> _EXCERPT PROVIDED_:
I also found the argument from excrement totally unconvincing. It fails, utterly, to explain the ‘bull’ in bullshit. When is something shit, and when is it bullshit? After blowing a five-run lead, one can complain about shitty pitching, or about horseshit pitching, or even about chickenshit pitching (if that was the problem), but not about bullshit pitching. Of course, one can complain about bullshit calls, which could make an interesting case for the unconnected-with-accuracy framework; are bullshit calls wrong or made-up? I would say that a cry of “Bullshit!” from the bleachers indicates a belief that the call was wrong in the sense of mistaken, not in the sense of Frankfurt’s bullshit. But it bears examination.

Excerpts from a dataset on object pointing
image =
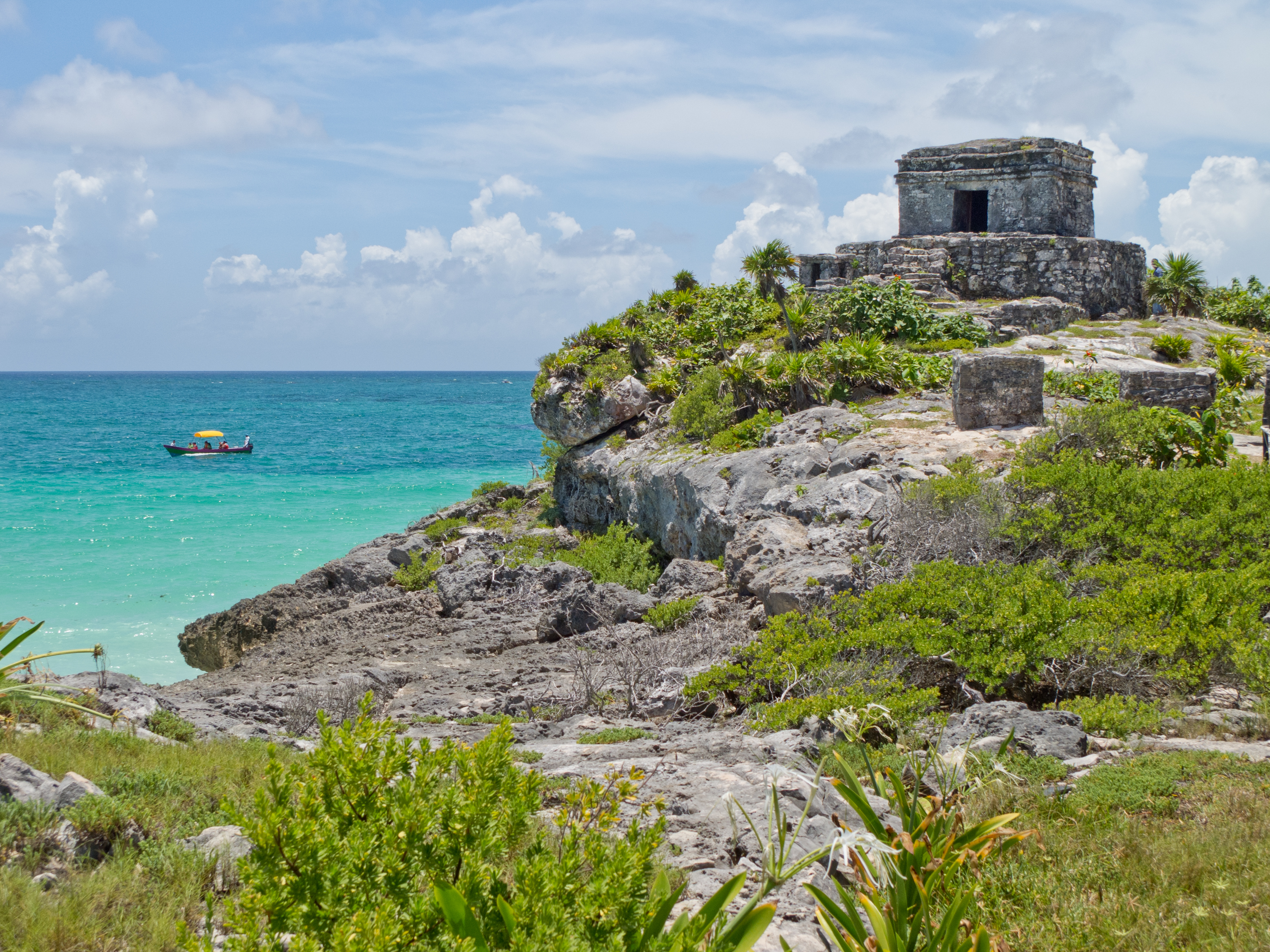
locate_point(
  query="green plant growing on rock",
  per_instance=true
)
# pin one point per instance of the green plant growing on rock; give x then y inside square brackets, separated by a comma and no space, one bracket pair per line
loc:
[1182,289]
[615,735]
[705,408]
[1115,715]
[13,695]
[444,530]
[392,847]
[420,573]
[1173,347]
[906,881]
[768,266]
[167,724]
[671,615]
[616,556]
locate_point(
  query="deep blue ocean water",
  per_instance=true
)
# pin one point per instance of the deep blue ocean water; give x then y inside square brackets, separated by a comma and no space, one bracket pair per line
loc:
[110,540]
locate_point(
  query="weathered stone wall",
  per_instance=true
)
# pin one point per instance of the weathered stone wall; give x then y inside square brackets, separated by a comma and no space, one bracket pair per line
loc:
[997,390]
[1095,275]
[1038,186]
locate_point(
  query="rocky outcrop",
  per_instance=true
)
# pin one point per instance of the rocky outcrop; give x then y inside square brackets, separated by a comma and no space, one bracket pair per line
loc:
[1041,733]
[220,640]
[693,504]
[590,606]
[22,782]
[564,414]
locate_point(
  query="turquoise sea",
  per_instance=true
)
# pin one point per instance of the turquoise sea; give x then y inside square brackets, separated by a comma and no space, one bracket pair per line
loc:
[110,540]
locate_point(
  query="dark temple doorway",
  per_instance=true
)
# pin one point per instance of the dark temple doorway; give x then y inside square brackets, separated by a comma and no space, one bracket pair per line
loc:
[969,211]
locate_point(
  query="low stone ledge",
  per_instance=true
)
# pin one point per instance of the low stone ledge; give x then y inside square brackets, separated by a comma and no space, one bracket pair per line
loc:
[997,390]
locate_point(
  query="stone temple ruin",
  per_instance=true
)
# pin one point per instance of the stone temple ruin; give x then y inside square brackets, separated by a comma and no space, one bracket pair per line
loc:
[1002,230]
[996,219]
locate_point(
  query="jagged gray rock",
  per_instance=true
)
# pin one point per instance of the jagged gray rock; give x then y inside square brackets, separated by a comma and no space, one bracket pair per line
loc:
[568,417]
[1160,385]
[74,787]
[228,845]
[592,606]
[684,578]
[1041,733]
[22,782]
[115,693]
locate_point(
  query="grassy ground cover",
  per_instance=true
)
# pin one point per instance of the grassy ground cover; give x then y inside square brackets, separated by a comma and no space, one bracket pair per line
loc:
[134,898]
[1165,853]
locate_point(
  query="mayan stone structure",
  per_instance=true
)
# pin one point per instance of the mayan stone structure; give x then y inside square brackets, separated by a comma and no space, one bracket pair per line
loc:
[995,219]
[1034,186]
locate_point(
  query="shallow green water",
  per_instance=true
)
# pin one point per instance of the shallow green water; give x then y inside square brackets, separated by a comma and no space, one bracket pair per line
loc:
[110,540]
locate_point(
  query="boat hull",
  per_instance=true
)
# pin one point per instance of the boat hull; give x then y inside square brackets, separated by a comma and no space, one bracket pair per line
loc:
[187,451]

> _CHALLENGES_:
A. In the passage on the word "bullshit," what does the writer say the argument from excrement fails to explain?
B. Do these statements agree with the passage on the word "bullshit"? Answer yes or no for each, quoting the words of the passage that decide it.
(i) The writer found the argument from excrement convincing.
(ii) The writer says one cannot complain about bullshit pitching.
(iii) The writer thinks a cry of "Bullshit!" from the bleachers means the call was made up.
C. Carry on the passage on the word "bullshit" from its last sentence.

> _EXPECTED ANSWERS_:
A. The ‘bull’ in bullshit.

B.
(i) No: "I also found the argument from excrement totally unconvincing."
(ii) Yes: "but not about bullshit pitching."
(iii) No: "indicates a belief that the call was wrong in the sense of mistaken, not in the sense of Frankfurt’s bullshit."

C.
The most convincing bit, to my mind, is the riff off of the advice (from Eric Ambler’s novel Dirty Story) “Never tell a lie when you can bullshit your way through.” Mr. Frankfurt concludes that the speaker “was more strongly drawn to this mode of creativity, regardless of its relative merit or effectiveness, than he was to the more austere and rigorous demands of lying.” This is as close as he comes in this excerpt to our natural love of bullshit, and our admiration for the bullshit artist. We recognize, I think, how impressive it is to bullshit with verve and imagination, possibly because we wade through so much boilerplate bullshit every day.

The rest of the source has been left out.